[Point-per-instance localization data]
= Beginning of Section =

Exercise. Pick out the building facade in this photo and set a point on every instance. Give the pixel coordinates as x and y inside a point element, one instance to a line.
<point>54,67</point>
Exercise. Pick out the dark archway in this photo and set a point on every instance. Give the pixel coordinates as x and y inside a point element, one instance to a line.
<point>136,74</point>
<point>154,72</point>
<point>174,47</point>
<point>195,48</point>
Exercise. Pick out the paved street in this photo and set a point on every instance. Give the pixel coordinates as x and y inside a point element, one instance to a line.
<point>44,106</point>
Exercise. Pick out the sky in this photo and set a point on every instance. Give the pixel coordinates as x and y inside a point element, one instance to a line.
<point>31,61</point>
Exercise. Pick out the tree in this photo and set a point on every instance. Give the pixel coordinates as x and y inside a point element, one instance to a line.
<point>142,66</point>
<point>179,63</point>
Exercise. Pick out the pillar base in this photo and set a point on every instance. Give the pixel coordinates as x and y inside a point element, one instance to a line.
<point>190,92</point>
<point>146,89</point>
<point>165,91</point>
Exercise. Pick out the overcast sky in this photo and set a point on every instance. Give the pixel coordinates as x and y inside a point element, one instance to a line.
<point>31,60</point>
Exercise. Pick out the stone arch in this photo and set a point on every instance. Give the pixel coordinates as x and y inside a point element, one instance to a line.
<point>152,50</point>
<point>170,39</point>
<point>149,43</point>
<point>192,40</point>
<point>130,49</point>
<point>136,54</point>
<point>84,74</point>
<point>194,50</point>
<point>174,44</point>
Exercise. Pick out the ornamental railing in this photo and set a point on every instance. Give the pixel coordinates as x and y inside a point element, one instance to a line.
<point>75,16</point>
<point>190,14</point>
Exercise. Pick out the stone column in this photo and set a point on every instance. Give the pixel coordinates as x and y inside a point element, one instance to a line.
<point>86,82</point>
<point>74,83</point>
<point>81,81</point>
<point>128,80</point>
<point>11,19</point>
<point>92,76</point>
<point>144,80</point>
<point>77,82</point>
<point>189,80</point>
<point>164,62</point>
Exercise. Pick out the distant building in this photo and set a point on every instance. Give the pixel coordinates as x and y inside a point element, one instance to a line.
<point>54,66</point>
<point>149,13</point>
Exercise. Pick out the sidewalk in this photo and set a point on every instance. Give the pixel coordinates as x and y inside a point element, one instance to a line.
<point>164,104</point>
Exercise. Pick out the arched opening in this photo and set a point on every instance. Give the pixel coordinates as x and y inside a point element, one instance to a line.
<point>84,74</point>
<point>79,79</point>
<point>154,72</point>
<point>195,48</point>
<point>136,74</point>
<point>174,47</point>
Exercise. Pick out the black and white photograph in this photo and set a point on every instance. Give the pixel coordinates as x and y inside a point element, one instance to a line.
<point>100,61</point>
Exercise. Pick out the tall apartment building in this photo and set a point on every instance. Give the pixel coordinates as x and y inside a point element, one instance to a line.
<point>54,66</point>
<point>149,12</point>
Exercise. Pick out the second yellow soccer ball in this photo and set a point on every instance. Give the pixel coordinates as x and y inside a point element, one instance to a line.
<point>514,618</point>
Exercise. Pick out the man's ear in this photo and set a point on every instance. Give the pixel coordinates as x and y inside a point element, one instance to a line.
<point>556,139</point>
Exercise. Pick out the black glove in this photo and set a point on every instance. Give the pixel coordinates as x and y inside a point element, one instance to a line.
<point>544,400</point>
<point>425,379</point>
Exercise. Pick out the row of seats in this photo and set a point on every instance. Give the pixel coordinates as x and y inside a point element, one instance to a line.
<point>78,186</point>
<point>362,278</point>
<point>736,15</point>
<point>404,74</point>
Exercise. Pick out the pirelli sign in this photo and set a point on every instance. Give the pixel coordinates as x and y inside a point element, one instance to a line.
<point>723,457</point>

= End of Section =

- [Problem]: Nothing should be altered. Set down all the data again.

- [Your response]:
Exercise. Pick out the building facade in this photo and set a point on every instance. Give the pixel coordinates as x and y inside a point element, one instance to a line.
<point>54,67</point>
Exercise. Pick out the dark archway in this photo and set a point on every instance. Give the pixel coordinates as x and y inside a point element, one instance to a line.
<point>136,74</point>
<point>154,72</point>
<point>174,47</point>
<point>195,48</point>
Exercise. Pick out the paved street in this photo and set a point on every instance. Give the pixel coordinates as x and y inside a point element, one instance to a line.
<point>44,106</point>
Exercise. Pick out the sky in this photo and set a point on every instance. Give the pixel coordinates as x and y inside a point element, one instance to a line.
<point>31,61</point>
Exercise. Pick out the tree in this photo and set a point on every instance. Give the pixel coordinates as x and y inside a point element, one instance to a line.
<point>142,66</point>
<point>179,63</point>
Exercise. Pick out the pillar base in this photo and set a point on every instance. Give the pixel coordinates as x and y inside a point element, one instance to a line.
<point>190,92</point>
<point>146,89</point>
<point>165,91</point>
Exercise. Pick out the overcast sky in this photo and set a point on every instance. Give the pixel coordinates as x and y inside a point element, one instance to a line.
<point>31,60</point>
Exercise. Pick out the stone arch in this photo and set a point on every instance. Give the pixel coordinates as x and y inside a point element, one instance to a line.
<point>152,50</point>
<point>170,39</point>
<point>149,43</point>
<point>192,40</point>
<point>130,49</point>
<point>136,54</point>
<point>84,74</point>
<point>194,50</point>
<point>174,44</point>
Exercise. Pick out the ornamental railing in this photo and set a point on every instance. Give the pixel coordinates as x and y inside a point element, one instance to a line.
<point>75,16</point>
<point>190,14</point>
Exercise. Pick out the stone column in this photo and set a point on every instance. Give the pixel coordinates as x and y inside a point element, one instance to a line.
<point>86,82</point>
<point>74,83</point>
<point>81,81</point>
<point>128,80</point>
<point>11,19</point>
<point>92,76</point>
<point>144,80</point>
<point>77,82</point>
<point>189,80</point>
<point>164,62</point>
Exercise. Pick out the distant building in this photo and set a point on every instance. Give the pixel coordinates as x and y inside a point element, one instance to a line.
<point>54,66</point>
<point>149,13</point>
Exercise. Pick out the sidewalk in this photo and set a point on every instance. Give the pixel coordinates as x and y inside a point element, one instance to a line.
<point>164,104</point>
Exercise. Pick out the arched opening in this photo and set a point on every instance. Give the pixel coordinates as x and y inside a point element, one instance to a line.
<point>84,74</point>
<point>79,79</point>
<point>154,72</point>
<point>195,48</point>
<point>136,74</point>
<point>174,47</point>
Exercise. Pick out the black and white photograph in this photo and set a point on every instance. Give the pixel coordinates as x and y inside a point element, one instance to a line.
<point>100,61</point>
Exercise. Pick out the tall apartment building in this photo and set a point on every instance. Give the pixel coordinates as x and y inside a point element, one instance to a line.
<point>54,66</point>
<point>149,12</point>
Exercise. Pick out the second yellow soccer ball in this photo and set a point on every instance. Give the pixel coordinates as x and y inside a point element, one instance to a line.
<point>514,618</point>
Exercise. Pick out the man's ear in this photo and set a point on every instance. Give the pixel coordinates as x and y inside a point element, one instance to a line.
<point>556,139</point>
Exercise. Pick out the black glove in this photo and set a point on every instance. Give the pixel coordinates as x and y inside a point element, one instance to a line.
<point>544,400</point>
<point>425,379</point>
Exercise. Pick out the row of seats in this photo and set a point on every instance. Give the pixel coordinates as x and y inside a point element, one instance to a line.
<point>78,186</point>
<point>362,278</point>
<point>736,15</point>
<point>404,74</point>
Exercise. Pick out the pirelli sign in this photo and set a point on every instance. Give the pixel coordinates as x and y inside a point element, one instance to a line.
<point>723,457</point>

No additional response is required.